BEGIN Data extract

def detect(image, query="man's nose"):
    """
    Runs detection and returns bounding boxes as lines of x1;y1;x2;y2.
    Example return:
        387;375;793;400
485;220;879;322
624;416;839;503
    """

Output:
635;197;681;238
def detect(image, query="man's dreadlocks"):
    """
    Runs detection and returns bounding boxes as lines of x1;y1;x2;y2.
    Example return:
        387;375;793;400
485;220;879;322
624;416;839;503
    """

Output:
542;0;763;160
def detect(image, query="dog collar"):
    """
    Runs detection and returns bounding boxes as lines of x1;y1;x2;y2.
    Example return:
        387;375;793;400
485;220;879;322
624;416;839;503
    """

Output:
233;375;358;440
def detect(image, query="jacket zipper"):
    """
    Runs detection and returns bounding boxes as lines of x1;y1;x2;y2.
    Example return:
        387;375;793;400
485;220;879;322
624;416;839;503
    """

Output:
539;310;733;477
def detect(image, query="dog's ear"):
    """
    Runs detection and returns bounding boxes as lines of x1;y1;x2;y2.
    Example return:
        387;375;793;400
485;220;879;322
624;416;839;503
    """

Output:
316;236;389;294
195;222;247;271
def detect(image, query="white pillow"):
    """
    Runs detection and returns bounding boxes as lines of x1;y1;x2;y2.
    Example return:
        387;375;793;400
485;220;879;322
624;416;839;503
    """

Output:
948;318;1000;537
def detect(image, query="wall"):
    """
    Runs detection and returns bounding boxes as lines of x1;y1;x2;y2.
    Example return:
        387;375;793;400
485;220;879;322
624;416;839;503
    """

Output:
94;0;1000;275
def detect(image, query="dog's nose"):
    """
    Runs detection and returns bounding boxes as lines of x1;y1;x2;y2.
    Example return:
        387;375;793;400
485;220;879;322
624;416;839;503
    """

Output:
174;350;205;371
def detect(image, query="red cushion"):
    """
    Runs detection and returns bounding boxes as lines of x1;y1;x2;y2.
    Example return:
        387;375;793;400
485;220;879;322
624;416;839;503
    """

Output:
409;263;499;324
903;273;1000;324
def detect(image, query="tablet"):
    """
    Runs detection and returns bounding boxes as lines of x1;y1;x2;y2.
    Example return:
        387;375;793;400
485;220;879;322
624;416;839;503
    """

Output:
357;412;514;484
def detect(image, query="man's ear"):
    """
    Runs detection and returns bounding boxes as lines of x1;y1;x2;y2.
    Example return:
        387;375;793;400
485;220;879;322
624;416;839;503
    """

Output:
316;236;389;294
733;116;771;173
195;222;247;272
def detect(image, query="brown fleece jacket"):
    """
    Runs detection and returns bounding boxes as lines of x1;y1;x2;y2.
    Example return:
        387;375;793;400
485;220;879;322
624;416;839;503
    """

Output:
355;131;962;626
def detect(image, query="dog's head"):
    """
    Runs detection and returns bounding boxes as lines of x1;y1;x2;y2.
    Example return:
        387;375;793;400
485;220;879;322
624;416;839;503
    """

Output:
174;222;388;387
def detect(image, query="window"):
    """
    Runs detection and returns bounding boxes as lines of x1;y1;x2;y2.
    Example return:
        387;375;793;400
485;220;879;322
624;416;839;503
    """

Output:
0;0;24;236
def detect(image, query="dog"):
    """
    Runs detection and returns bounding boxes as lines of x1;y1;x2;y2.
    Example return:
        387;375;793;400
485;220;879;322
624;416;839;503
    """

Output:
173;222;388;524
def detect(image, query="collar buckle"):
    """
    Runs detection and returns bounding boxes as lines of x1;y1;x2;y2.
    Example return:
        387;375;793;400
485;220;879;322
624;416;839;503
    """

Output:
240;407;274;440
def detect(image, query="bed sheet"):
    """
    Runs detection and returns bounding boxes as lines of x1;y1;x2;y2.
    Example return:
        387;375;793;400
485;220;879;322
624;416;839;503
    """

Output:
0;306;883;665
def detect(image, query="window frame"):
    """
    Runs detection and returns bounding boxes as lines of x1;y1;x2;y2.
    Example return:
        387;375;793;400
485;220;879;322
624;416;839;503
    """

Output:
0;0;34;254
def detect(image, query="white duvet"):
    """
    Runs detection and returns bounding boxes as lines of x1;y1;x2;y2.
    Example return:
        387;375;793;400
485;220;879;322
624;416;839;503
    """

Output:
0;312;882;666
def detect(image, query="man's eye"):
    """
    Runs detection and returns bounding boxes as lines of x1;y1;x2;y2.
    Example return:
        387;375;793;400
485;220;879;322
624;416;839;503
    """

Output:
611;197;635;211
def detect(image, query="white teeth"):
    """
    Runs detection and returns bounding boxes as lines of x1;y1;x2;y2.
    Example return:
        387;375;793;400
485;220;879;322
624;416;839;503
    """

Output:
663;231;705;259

END Data extract

## Given problem
Shift every bounding box coordinate in the outputs up by 68 while rewriting the items from the start of the records through the line containing "542;0;763;160". Leave everything else in each item unchanged, including the sample return values.

## Output for this exercise
def detect(image, query="man's nose"):
    """
    Runs detection and returns bounding boxes as lines of x1;y1;x2;y2.
    Example return:
        387;375;793;400
485;220;879;322
624;416;839;503
    """

Output:
703;265;749;306
def detect(image, query="man's dreadlocks"):
    """
    Runs detection and returns bounding boxes as lines of x1;y1;x2;y2.
    Example return:
        387;375;793;400
485;220;879;322
624;416;839;503
    """

Output:
610;68;831;228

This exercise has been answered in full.